As photovoltaic technology developed, people found more and more useful applications for it. The most useful applications thus far mirrored those old solar powered calculators - photovoltaic technology is fantastic at providing small, easily scalable amounts of portable power, especially when paired with rechargeable batteries. This makes it a perfect technology to deploy for road signs, motorhomes and RVs, and remote locations that don’t justify running a power line to the grid. It’s also a handy way to provide backup power for businesses and institutions that wish to minimize downtime and wish to fire up their backup generator as seldom as possible.

Photovoltaic technology has also enabled those with a more individualistic bent to achieve a bit more self-sufficiency than they might otherwise have by powering their homes and contributing their surplus power to the grid. Economically speaking, this makes about as much sense as growing vegetables in your yard (namely, not much if you value your time at all), but there’s nothing wrong with having hobbies or purchasing individual energy independence as a luxury good. 

Photovoltaic technology is also scalable. If you need more power, you put up more solar panels. If you need less power, you take them down. Good luck doing that with a large solar thermal plant. 

Having said all that, even though photovoltaic technology is far more promising than solar thermal technology, it’s not a panacea. Solar panels are semiconductors, and like all semiconductors, they’re a mess to produce or dispose of. This, of course, isn’t unique to solar panels; you can’t exactly throw a coal or natural gas fired plant into your kitchen trash and haul it to the dump, either. Though they’re far more efficient than they used to be, they’ve historically also required considerable government subsidies - Chinese government subsidies, to be more specific - to be directly competitive with more traditional modes of power generation.

__________

* WRITTEN TASKS
1. According to the photovoltaic passage, whose government subsidies have solar panels historically needed to compete with more traditional kinds of power generation?
2. Reproduce the photovoltaic passage word for word, everything from "Photovoltaic technology is also" down to "solar thermal plant.".

[Data entries]
__________

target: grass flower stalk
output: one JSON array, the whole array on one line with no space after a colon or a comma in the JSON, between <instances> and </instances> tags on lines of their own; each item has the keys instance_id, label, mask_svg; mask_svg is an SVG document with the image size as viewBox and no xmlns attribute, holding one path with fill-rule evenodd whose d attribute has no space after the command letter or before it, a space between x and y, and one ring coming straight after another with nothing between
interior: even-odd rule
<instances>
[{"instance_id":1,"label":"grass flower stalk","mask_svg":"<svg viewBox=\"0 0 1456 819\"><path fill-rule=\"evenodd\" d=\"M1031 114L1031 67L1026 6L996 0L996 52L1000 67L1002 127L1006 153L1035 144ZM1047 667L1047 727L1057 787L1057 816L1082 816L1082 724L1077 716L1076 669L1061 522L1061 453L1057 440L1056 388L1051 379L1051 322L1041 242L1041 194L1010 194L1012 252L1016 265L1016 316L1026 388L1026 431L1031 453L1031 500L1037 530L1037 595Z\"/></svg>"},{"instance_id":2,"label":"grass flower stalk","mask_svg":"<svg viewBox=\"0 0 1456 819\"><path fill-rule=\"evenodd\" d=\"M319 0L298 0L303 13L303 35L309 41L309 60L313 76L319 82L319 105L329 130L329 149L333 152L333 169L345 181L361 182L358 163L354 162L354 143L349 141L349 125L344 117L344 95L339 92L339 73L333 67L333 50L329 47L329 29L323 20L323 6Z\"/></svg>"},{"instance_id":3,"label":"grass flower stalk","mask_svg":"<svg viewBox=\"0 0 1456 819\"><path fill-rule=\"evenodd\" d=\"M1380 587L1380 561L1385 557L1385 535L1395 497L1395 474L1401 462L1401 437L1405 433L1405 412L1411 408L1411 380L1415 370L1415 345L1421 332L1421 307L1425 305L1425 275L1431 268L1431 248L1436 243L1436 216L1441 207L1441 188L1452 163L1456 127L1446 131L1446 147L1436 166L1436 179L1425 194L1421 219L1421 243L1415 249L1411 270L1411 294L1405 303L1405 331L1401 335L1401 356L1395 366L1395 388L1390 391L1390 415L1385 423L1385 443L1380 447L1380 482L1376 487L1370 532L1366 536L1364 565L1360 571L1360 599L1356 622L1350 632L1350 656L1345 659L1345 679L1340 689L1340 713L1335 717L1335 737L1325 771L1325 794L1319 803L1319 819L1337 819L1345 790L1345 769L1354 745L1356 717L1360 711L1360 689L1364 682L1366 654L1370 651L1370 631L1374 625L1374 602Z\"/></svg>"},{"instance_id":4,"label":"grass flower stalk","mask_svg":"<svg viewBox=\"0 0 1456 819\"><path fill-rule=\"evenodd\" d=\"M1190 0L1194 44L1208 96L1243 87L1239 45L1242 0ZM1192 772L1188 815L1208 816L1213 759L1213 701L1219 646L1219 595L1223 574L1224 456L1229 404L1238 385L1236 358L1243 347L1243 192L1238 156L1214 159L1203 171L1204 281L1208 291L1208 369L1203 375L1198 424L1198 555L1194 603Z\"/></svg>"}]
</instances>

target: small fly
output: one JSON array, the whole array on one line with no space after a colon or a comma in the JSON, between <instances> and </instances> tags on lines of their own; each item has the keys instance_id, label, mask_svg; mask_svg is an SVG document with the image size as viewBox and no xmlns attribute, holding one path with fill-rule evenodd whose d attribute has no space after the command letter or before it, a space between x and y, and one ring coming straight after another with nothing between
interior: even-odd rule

__________

* EXPECTED RESPONSES
1. Chinese government subsidies.

2.
Photovoltaic technology is also scalable. If you need more power, you put up more solar panels. If you need less power, you take them down. Good luck doing that with a large solar thermal plant.